• TASK TO CARRY OUT: Locate every line in the data below that contains the string "grey", and copy each one. Matching is case-sensitive.

• GIVEN DATA:
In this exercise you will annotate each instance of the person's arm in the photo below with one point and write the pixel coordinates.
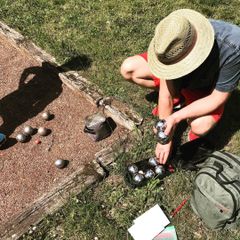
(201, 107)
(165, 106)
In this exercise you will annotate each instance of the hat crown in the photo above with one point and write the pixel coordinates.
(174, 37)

---

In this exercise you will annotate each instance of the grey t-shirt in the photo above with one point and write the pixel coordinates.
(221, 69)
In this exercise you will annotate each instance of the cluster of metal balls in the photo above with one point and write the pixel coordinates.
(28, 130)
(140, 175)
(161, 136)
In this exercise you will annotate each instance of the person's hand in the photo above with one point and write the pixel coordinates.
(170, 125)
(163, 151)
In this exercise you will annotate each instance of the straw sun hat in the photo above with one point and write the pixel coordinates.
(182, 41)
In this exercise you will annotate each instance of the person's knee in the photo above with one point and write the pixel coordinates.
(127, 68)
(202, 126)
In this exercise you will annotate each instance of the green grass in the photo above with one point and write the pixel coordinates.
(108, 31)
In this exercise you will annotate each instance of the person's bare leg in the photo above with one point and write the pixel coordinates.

• RESPONSE:
In this exercise you will annotate each instance of the grey t-shirt in the photo above with one point and write the pixel coordinates.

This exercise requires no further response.